## Requirement
Transcribe each of the following lines word for word, keeping every character, space, and punctuation mark unchanged.

## Records shown
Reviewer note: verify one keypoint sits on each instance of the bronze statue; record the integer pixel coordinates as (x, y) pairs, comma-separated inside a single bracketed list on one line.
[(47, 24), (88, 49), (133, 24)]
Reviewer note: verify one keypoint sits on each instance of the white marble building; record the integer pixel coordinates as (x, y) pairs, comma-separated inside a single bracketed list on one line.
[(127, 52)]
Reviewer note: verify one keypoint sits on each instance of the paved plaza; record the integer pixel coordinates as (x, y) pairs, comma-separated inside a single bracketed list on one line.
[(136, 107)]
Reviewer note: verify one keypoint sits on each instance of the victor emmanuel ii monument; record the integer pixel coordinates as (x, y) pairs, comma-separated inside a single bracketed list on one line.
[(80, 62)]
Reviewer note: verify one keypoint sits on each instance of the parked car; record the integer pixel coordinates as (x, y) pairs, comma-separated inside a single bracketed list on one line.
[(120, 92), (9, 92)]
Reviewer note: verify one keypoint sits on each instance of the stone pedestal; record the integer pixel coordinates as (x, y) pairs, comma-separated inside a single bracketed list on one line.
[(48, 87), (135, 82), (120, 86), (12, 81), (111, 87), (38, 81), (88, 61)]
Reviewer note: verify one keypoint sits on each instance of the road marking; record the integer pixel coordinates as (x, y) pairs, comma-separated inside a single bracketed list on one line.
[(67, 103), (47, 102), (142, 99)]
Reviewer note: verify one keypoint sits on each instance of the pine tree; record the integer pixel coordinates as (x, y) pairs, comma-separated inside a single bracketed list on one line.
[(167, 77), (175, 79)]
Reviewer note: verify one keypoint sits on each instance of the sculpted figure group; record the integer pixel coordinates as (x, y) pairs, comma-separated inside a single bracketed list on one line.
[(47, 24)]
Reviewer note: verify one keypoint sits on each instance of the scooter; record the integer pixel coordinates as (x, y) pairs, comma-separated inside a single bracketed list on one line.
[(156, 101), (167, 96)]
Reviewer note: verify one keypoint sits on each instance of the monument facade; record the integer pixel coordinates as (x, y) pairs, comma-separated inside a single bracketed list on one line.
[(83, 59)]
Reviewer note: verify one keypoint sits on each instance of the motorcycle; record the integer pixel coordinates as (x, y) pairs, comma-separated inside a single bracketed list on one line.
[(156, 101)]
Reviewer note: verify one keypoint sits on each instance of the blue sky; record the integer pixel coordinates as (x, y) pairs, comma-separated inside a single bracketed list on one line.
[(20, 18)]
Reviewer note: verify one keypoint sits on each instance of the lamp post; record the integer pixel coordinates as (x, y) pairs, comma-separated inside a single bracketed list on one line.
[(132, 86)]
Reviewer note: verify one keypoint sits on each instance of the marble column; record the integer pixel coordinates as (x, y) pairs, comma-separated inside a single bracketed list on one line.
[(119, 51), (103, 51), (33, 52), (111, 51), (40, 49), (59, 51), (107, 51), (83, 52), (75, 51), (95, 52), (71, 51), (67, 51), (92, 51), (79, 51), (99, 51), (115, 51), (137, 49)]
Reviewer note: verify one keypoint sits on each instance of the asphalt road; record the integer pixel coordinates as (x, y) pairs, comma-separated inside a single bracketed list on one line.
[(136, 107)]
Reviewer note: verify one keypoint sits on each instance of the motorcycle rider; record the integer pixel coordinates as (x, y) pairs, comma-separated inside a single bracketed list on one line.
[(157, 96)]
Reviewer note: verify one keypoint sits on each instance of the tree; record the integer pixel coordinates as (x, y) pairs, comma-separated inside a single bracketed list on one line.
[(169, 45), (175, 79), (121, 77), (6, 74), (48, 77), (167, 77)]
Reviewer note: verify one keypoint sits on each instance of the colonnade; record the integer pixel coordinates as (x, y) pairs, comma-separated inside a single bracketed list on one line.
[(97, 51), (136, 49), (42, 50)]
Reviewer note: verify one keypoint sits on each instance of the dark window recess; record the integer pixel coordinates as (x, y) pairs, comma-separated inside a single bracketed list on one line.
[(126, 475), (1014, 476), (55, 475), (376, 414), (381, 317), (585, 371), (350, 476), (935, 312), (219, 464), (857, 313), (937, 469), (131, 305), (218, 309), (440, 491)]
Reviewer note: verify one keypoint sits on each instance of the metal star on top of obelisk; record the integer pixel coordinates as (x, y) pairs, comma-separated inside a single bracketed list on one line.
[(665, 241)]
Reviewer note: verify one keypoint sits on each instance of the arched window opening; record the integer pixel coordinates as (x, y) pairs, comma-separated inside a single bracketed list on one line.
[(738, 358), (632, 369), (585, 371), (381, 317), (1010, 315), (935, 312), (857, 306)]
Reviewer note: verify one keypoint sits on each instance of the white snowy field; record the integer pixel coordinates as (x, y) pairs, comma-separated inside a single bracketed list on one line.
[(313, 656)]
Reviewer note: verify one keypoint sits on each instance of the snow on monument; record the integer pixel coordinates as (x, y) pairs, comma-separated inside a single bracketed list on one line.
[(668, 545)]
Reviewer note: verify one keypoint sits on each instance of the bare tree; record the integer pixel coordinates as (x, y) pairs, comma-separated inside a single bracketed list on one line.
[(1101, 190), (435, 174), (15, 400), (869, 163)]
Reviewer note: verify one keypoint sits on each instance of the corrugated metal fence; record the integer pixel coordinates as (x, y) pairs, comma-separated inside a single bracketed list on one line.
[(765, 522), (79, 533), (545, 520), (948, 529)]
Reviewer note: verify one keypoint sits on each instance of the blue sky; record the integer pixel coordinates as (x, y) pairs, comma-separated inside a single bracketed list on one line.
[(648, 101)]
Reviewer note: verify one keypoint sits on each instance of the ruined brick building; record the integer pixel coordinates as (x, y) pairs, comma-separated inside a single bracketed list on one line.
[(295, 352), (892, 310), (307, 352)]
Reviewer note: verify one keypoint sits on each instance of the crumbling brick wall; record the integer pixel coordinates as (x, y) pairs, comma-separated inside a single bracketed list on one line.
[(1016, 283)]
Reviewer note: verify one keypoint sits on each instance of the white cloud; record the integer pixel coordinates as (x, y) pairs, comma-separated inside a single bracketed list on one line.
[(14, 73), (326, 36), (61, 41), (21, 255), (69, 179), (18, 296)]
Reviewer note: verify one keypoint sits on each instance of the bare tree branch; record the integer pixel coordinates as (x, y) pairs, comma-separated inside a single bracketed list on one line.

## Answer
Reviewer note: verify one keypoint sits on each instance of the bronze statue; record the integer pixel coordinates as (x, y) pairs, comma-separated inside a single bracketed list on one line.
[(47, 24), (88, 49), (133, 24)]
Reviewer note: verify one keypoint sits on each instance of the white marble building; record the integer pixel coordinates as (x, y) pairs, comma-separated inside a single bracketed list on one line.
[(127, 52)]
Reviewer note: verify one keypoint sits on each instance of the paved plaza; record the integer pixel coordinates as (x, y) pairs, comma-separated inside a single bracketed list on one line.
[(136, 107)]
Reviewer note: verify one keypoint sits on each instance of the victor emmanuel ii monument; record the integer pixel coordinates as (x, y) pairs, comma-separated inside a single bracketed list on one line.
[(80, 62)]
Reviewer note: verify one keypoint sits on each instance of the parked car; record the integer pixel coordinates as (x, y) pairs, comma-separated inside a single bracketed list on one line.
[(120, 92), (9, 92)]
Reviewer note: verify one keypoint sits on each instance of the stone pedestal; record the integer pixel coordinates as (x, y) pairs, comma-separated inside a single bracketed list on one line.
[(48, 87), (135, 82), (120, 86), (12, 81), (111, 87), (38, 81), (88, 61)]
Reviewer note: verify one keypoint sits on each instance of the road marking; record the integer pixel coordinates as (x, y) pairs, comma-separated inside a single bracketed list on one line.
[(67, 103), (47, 102), (142, 99)]
Reviewer note: verify one keypoint sits on each instance of the pine tree; record the integer pixel coordinates as (x, y) pairs, comma-separated inside a single bracketed list on one line.
[(167, 77), (175, 79)]
Reviewer note: verify one keypoint sits on each instance of the sculpted figure group; record the integer pixel coordinates as (x, y) pairs, comma-separated inside a single bracketed list on one line.
[(47, 24)]
Reviewer note: verify one keypoint sits on each instance of the scooter; record the integer pixel coordinates as (x, y) pairs, comma-separated inside a single bracketed list on one line.
[(156, 101), (167, 96)]
Reviewer note: verify one keypoint sits on each instance of the monument facade; record the integer pixel coordinates as (x, y) pairs, comma-separated inside a single bracketed list on one line.
[(83, 59)]
Reviewer note: verify one keypoint sits on each instance of the motorcycle; record the integer pixel coordinates as (x, y) pairs, comma-separated inside a single bracketed list on one line.
[(156, 101)]
Reviewer note: verify one keypoint sits on each instance of the blue sky; record the integer pixel coordinates as (x, y) pairs, comma-separated inside a single bracketed list on one line.
[(20, 18)]
Reviewer note: verify one keypoint sits on each instance of the lamp post; record the integer pixel coordinates as (x, y) pairs, comma-separated inside a single bracketed list on one line.
[(132, 86)]
Reviewer note: verify one keypoint sits on each instance of the marble column; record the integer pixel coordinates as (x, y) pairs, comma-separated inside a single bracketed list on one line.
[(119, 51), (103, 51), (33, 52), (111, 51), (40, 49), (59, 51), (107, 51), (83, 52), (75, 51), (95, 52), (71, 51), (67, 51), (92, 51), (79, 51), (99, 51), (115, 51), (137, 49)]
Reviewer note: verify one keypoint sits on each instance of the asphalt road; record the integer pixel coordinates as (x, y) pairs, comma-separated inside a single bracketed list on one line.
[(136, 107)]
Reviewer note: verify one keypoint sits on each instance of the motorcycle rider; record the integer pixel coordinates as (x, y) pairs, comma-separated inside a single bracketed list on one line.
[(157, 96)]
Reviewer note: verify one keypoint sits on each instance of the tree; record the integer pixel coordinates as (x, y) pairs, comma-separated inside a single bracketed list on one line.
[(169, 45), (175, 79), (121, 77), (6, 74), (48, 77), (167, 77)]
Reviewer note: verify one keypoint sits on each instance of the colonnade; record the integer pixel coordinates as (x, y) pairs, comma-separated inside a single bracketed list on one line.
[(97, 51), (136, 49), (42, 50)]
Reviewer note: verify one keypoint sits on each instance of the dark window recess; record the integer pixel coordinates as (x, y) pairs, comma-separated inside a single bracketed list on one line.
[(126, 475), (1014, 476), (55, 475), (376, 414), (381, 317), (585, 371), (350, 476), (935, 312), (219, 464), (857, 313), (937, 469), (131, 305), (218, 309), (440, 491)]
Reviewer note: verify one keypoint sits on each instance of the metal star on top of obelisk; record the integer pixel coordinates as (x, y) pairs, comma-separated inside a single bracketed list on one line.
[(665, 241)]
Reviewer note: verify one keypoint sits on each instance of the arched window opening; record the integer pixel coordinates as (x, y) pairs, comma-separated inside a single bracketed list on one line.
[(738, 358), (632, 369), (585, 371), (381, 317), (1010, 315), (935, 312), (857, 306)]
Reviewer note: verify one keypoint sits on each instance of the white snowy field; record the integer pixel coordinates as (x, y) pairs, comma-separated inside a single bracketed list on one line.
[(313, 656)]
Reviewer note: verify one keypoint sits on each instance of the snow on monument; record the integer pixel coordinates as (x, y) pairs, comma-separated inside a single bracketed list on one line.
[(668, 545)]
Reviewer note: verify one keypoint sits on each instance of the bare tree; record the integer pixel coordinates as (x, y) pairs, comma-separated inside a single bracketed list on one line.
[(1101, 190), (435, 174), (15, 400), (869, 163)]
Reviewer note: verify one keypoint sits on each instance of the corrugated metal fence; record the integer pixel coordinates as (x, y) pairs, comma-separated inside a single bracketed list on one line.
[(765, 522), (79, 533), (545, 520), (948, 529)]
Reviewer note: verify one keypoint sits on each instance of the blue sky; record the integer pixel coordinates as (x, y) pairs, comma-separated inside a single bracketed list on one line.
[(648, 101)]
Reviewer note: verify one keypoint sits on each instance of the ruined brick building; record the integer pixel coordinates as (x, y) pairs, comma-separated inside a single bracketed list on one line.
[(295, 352), (892, 310), (307, 352)]
Reviewer note: verify one keypoint sits on each instance of the crumbling brick wall; record the integer pixel coordinates as (x, y) pairs, comma-separated inside a single bracketed list on one line.
[(1016, 283)]
Reviewer note: verify one keypoint sits on each instance of the white cloud; record the integer pixel coordinates as (x, y) pairs, comma-separated inside a single bracketed list on one line.
[(14, 73), (326, 36), (61, 41), (21, 255), (69, 179), (18, 296)]
Reviewer note: verify one keypoint sits on each instance of the bare tree branch; record the integer pixel coordinates as (x, y) pairs, comma-separated inside a single bracketed list on one line.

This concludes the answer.